### Aim
Copy the listing word for word, starting with the line that contains "of the sitting" and going on through the line that contains "x=1063, y=535". Include both of those lines and nothing outside that span.

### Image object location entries
....

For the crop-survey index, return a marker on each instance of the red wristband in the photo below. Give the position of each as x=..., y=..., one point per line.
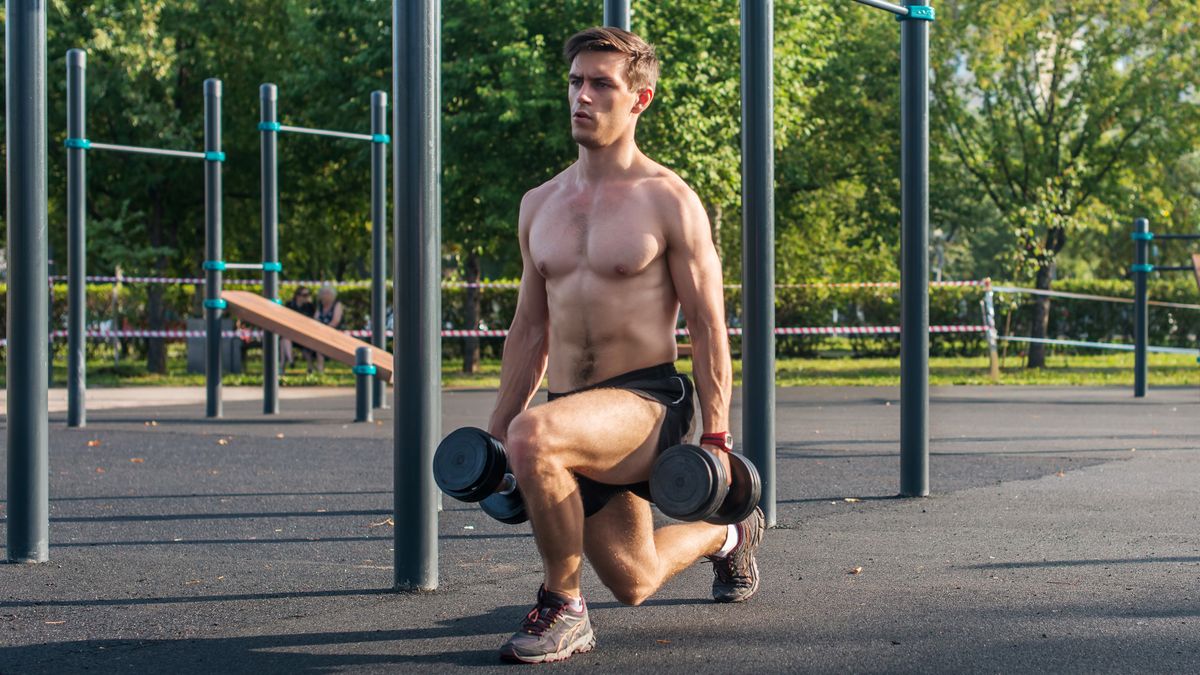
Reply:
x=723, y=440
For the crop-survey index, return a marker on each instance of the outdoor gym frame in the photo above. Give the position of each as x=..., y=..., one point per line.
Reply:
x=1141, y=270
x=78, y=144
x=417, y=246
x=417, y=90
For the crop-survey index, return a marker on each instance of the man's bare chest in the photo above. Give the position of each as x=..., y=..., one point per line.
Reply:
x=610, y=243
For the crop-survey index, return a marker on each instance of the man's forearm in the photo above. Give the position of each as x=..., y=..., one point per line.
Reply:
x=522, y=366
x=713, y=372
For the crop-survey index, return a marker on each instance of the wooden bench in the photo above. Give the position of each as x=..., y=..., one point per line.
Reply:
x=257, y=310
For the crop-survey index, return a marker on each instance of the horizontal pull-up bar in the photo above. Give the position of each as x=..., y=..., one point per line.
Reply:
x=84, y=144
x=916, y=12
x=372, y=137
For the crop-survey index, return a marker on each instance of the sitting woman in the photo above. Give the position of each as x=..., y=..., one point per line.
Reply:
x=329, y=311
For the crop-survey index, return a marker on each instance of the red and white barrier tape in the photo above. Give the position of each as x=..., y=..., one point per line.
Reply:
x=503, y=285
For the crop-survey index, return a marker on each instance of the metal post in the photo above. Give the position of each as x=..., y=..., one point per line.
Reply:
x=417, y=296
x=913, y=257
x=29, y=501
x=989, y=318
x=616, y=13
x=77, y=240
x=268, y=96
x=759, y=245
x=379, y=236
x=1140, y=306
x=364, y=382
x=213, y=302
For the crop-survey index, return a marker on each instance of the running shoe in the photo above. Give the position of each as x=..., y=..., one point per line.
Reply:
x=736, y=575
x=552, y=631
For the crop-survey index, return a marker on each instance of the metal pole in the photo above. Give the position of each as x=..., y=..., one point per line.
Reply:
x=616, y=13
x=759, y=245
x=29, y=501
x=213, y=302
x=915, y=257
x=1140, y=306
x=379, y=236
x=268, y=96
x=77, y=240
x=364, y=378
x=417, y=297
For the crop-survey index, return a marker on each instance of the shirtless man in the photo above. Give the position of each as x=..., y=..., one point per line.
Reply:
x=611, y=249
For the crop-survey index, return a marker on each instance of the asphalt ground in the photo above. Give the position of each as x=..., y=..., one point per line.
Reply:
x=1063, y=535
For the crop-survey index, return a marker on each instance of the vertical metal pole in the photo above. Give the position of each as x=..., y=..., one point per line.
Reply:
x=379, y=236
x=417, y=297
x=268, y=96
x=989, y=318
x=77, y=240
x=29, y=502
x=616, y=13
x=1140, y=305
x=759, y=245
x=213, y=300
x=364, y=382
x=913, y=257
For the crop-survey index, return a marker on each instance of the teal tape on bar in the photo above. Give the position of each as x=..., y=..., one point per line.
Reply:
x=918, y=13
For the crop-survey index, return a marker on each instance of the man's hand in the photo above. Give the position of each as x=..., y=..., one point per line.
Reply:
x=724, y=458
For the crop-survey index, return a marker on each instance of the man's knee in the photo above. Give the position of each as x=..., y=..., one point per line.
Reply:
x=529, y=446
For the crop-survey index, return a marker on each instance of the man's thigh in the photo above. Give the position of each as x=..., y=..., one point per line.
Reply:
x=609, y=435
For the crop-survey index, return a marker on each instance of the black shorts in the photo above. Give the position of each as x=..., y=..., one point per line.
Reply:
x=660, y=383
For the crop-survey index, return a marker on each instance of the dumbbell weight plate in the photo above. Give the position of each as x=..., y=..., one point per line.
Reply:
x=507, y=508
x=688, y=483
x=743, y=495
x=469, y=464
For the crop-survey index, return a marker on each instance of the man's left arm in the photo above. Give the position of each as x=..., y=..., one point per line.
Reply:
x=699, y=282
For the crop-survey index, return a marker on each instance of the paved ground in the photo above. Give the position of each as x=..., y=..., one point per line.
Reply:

....

### Final answer
For the crop-survey index, return a marker on each instance of the sitting woman in the photo above. Give the position of each as x=..., y=..., one point per line.
Reply:
x=329, y=311
For the crop-survey index, return a marker on each instance of the red and white barrier tape in the photo above. Give the position of each as x=..., y=..., one point per line.
Reply:
x=503, y=285
For the crop-survey index, return a marker on each instance of the metal post in the photo above. Give the position of each as x=..., y=..., one point per line.
Reply:
x=417, y=296
x=913, y=257
x=29, y=501
x=989, y=318
x=616, y=13
x=77, y=240
x=268, y=96
x=759, y=245
x=379, y=236
x=1140, y=306
x=364, y=382
x=213, y=302
For the crop-survey index, return a marker on each instance of the running shoe in the photo above. Give the position of each as x=..., y=..., one point per line.
Reply:
x=736, y=575
x=552, y=631
For the crop-survey index, return a marker on each instance of the metal pole in the photo above. Give the position of each as x=..., y=..., one point per line.
Reply:
x=616, y=13
x=759, y=245
x=29, y=501
x=213, y=302
x=915, y=257
x=1140, y=306
x=379, y=236
x=268, y=96
x=77, y=240
x=364, y=378
x=417, y=297
For the crop-survey index, return a marker on each instance of the shirtless man in the photo above. Give the position of each as x=..., y=..., one point per line.
Reply:
x=611, y=249
For the crop-survey index, return a marker on each instance of the asphalt ground in the photo above. Give the position of each as x=..., y=..., one point per line.
Reply:
x=1063, y=535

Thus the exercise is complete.